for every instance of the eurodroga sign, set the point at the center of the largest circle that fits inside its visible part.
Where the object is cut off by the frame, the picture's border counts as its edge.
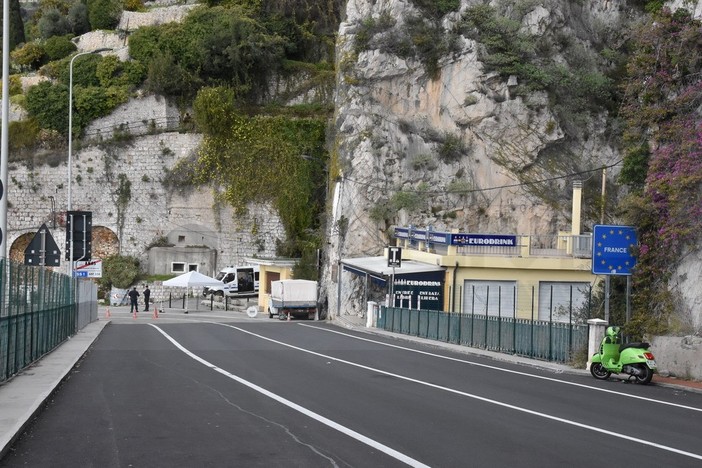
(419, 290)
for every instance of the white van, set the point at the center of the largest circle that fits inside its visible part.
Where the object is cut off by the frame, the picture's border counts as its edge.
(236, 281)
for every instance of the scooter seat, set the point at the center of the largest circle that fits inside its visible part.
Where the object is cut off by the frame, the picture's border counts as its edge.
(634, 345)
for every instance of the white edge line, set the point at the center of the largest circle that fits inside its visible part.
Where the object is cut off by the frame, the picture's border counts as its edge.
(476, 397)
(311, 414)
(525, 374)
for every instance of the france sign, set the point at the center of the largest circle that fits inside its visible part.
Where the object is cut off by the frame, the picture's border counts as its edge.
(613, 249)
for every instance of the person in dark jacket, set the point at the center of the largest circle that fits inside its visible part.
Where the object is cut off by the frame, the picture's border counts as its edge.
(147, 295)
(133, 298)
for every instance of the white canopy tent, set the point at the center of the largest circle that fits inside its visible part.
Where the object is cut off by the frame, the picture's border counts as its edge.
(192, 279)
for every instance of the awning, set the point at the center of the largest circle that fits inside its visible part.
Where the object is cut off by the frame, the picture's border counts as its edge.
(378, 268)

==========

Reproduce every entry exactly, but omit each picture.

for every instance of the eurodroga sign, set the point at the center of the largest circle that fits inside its visible part.
Where the object is cut off by the frame, the picture's border counts as its edge.
(419, 290)
for every instance of the white van, set the point at the center of the largest circle that fits inside its visible part.
Where the object is cut off by the frame, the picture's border counts as its edge.
(236, 281)
for every instance of the scooter seat, set the point at the center of the largest circle that fits inside its visible part.
Where the object is cut off by the frame, the picture's border counts as its edge.
(634, 345)
for every instance of the white edge line, set the point at the center of the largest circle that fits inside its visible part.
Where the object is cut off by the frame, the picture's border counts as its edge.
(476, 397)
(311, 414)
(525, 374)
for every instance of the france sign, set the point at the center of the largest circle that fits inside its visible part.
Where the object is cut off by the frame, the picture's border counts as its edge.
(613, 249)
for every instance of the person in dark jacket, set the point at the center of the largest circle that fits inside its visible part.
Where the object is cut off by the frame, the picture's border counts as its edge.
(147, 295)
(133, 298)
for every instance of the white canopy tent, set the point at the center of the largest circle that fits inside its visible part.
Where the object is cut off by the frame, the picture's border counts as its edge.
(192, 279)
for every instance of the awning, set the point at the center of the largest circle that fits inside its visible part.
Where the object is cut off by the frame, the picture's border counts as its edge.
(378, 268)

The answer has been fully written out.